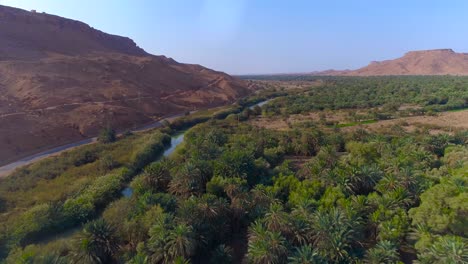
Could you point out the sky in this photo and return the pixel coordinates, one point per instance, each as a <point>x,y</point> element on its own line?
<point>273,36</point>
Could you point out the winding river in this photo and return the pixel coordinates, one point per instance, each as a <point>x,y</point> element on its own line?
<point>175,141</point>
<point>8,168</point>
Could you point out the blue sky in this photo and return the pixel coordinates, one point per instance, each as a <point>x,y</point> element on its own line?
<point>273,36</point>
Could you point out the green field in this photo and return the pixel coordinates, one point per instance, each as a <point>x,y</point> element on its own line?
<point>236,192</point>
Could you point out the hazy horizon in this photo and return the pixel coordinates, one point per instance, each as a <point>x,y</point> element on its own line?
<point>270,37</point>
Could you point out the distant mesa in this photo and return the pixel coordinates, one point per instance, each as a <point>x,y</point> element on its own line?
<point>422,62</point>
<point>62,80</point>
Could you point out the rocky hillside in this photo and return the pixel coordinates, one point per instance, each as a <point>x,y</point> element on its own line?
<point>62,80</point>
<point>424,62</point>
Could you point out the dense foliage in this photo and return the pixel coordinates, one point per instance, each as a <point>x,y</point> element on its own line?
<point>236,193</point>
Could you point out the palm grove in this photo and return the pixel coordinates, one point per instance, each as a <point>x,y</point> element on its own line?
<point>234,192</point>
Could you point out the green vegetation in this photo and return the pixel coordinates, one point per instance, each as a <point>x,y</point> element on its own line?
<point>107,135</point>
<point>234,192</point>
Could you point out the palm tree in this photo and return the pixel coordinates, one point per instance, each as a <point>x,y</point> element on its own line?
<point>180,242</point>
<point>189,180</point>
<point>306,255</point>
<point>270,250</point>
<point>181,260</point>
<point>157,176</point>
<point>222,254</point>
<point>96,244</point>
<point>332,234</point>
<point>446,249</point>
<point>384,252</point>
<point>276,219</point>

*GIVEN TASK:* Rewrite the listing above with "in this photo" changed to "in this image" wherever it occurs, keeping everything else the same. Omit the pictures.

*PROBLEM SOLUTION:*
Could you point out the sky in this image and return the pixel coordinates, one point per instance, each as a <point>x,y</point> element on its own line?
<point>273,36</point>
Could you point out the winding river in this image and return the pixel coordinates, one point per instance, each as a <point>x,y</point> element on its own line?
<point>175,141</point>
<point>8,168</point>
Could you point out the blue sky in this image and return the pixel coordinates, one point per instance, each as a <point>x,y</point> element on its own line?
<point>273,36</point>
Could you point out the green field in this image and return the pixel coordinates, one point per instance, each as a <point>x,y</point> element on its own line?
<point>236,192</point>
Could you point out the hazy horizon in this image and return the pixel coordinates, one point per instance, each as a <point>x,y</point> element on its own line?
<point>270,37</point>
Could you point out the distant mesa in this image and return the pixel coordinates, one point per instance, each as a <point>x,y</point> element on its own line?
<point>422,62</point>
<point>62,80</point>
Could you point out the rocky hillside in this image and return the pixel coordinates, one point per instance, each as a <point>x,y</point> element on its own line?
<point>62,80</point>
<point>424,62</point>
Could you point out the dense foliage in this image and return the pixel coordinates, one point per instance, each as a <point>x,y</point> element on its own line?
<point>236,193</point>
Could you point out the palm grove in this image and return the pixel coordinates, one point per instance, each as a <point>x,y</point> element on its own line?
<point>234,192</point>
Could you point out the green vegetation in this image and return the pixel coordinates, one point per instance, each as a <point>x,y</point> element on its own line?
<point>107,135</point>
<point>234,192</point>
Could you point out the palm tree in this image and return the pixel coordinates, one point per instance, each as a <point>x,y</point> element on its own line?
<point>180,242</point>
<point>189,180</point>
<point>306,255</point>
<point>270,250</point>
<point>181,260</point>
<point>157,176</point>
<point>222,254</point>
<point>96,244</point>
<point>332,234</point>
<point>446,249</point>
<point>384,252</point>
<point>276,219</point>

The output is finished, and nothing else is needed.